Un epistolario revela la admiración y el amor entre ambas autoras.
Laforet y sus hijos en 1955.
En los últimos años de su vida, Elena Fortún se califica como una mujer “vieja” en las cartas que escribe a Carmen Laforet,
y morirá con sentimiento de culpa, creyendo haber sido mala esposa y
mala madre. Desea para su amiga del alma, 35 años más joven, un futuro
distinto; desea que sea una mujer nueva. Pero cuando Laforet publica ese
libro, en 1955, La mujer nueva, tanto la protagonista como su autora siguen atrapadas en esa España del franquismo
que también aplastó a Fortún, donde no hay diferencia entre sexo y
género y los roles que se reparten al nacer aprietan como un corsé. Un libro editado por la Fundación Banco Santander
recoge ahora parte de la correspondencia que ambas escritoras
mantuvieron durante cinco años, de febrero de 1947 (Fortún exiliada en
Argentina) hasta enero de 1952. Prologado por dos de las hijas de
Laforet, Cristina y Silvia, y por la hispanista Nuria
Capdevila-Argüelles, las cartas revelan ese espacio íntimo que tuvieron
que buscar las autoras en aquellos años para compartir sus inquietudes y
sus anhelos, sus miedos y su falta de libertad ante el machismo
imperante, un espacio donde no fuera necesario “podar el árbol de los deseos”.
Retrato de Elena Fortún.
Fortún (Madrid, 1886-1952) y Laforet (Barcelona, 1921-Madrid, 2004)
jamás escaparían de esa extraña espiritualidad que decían haber
alcanzado, podando el yo para que no crezca y alcanzar así la pureza,
una idea “que hoy leemos injusta y castrante”, señala
Capdevila-Argüelles, catedrática de Estudios Hispánicos y de Género de
la Universidad de Exeter.
“Las condiciones en España no cambiaron mucho y aunque ambas se
llevaban 35 años la situación fue parecida para las dos”.
Fueron, dice
Capdevila-Argüelles las que abrieron camino al feminismo actual, tenían
una conciencia de grupo.
En las cartas aparecen muchas más escritoras,
actrices, pintoras de aquel entonces, como Julia Minguillón, Josefina
Carabias, Paquita Mesa, María Martos de Baeza, Fernanda Monasterio,
Elena Quiroga, Carmen Conde, Matilde Ras, todas “exiliadas del canon”
Como ellas, las dos amigas “tenían también la capacidad y la
necesidad de resistir; su obra es la expresión de esa resistencia y el
camino de nuestro feminismo”, dice Capdevila-Argüelles.

* _Datos guardados_:
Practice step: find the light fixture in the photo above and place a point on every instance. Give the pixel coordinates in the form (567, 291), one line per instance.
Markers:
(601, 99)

* _Qué debes hacer_:
A - En el fragmento sobre Elena Fortún y Carmen Laforet, ¿entre qué fechas se escribieron las cartas que recoge el libro?
B - Repite tal cual el pasaje del fragmento sobre Fortún y Laforet que va desde "Fortún (Madrid, 1886-1952)" hasta "conciencia de grupo.".

* _Resultados obtenidos_:
A - Desde febrero de 1947 hasta enero de 1952.

B -
Fortún (Madrid, 1886-1952) y Laforet (Barcelona, 1921-Madrid, 2004)
jamás escaparían de esa extraña espiritualidad que decían haber
alcanzado, podando el yo para que no crezca y alcanzar así la pureza,
una idea “que hoy leemos injusta y castrante”, señala
Capdevila-Argüelles, catedrática de Estudios Hispánicos y de Género de
la Universidad de Exeter.
“Las condiciones en España no cambiaron mucho y aunque ambas se
llevaban 35 años la situación fue parecida para las dos”.
Fueron, dice
Capdevila-Argüelles las que abrieron camino al feminismo actual, tenían
una conciencia de grupo.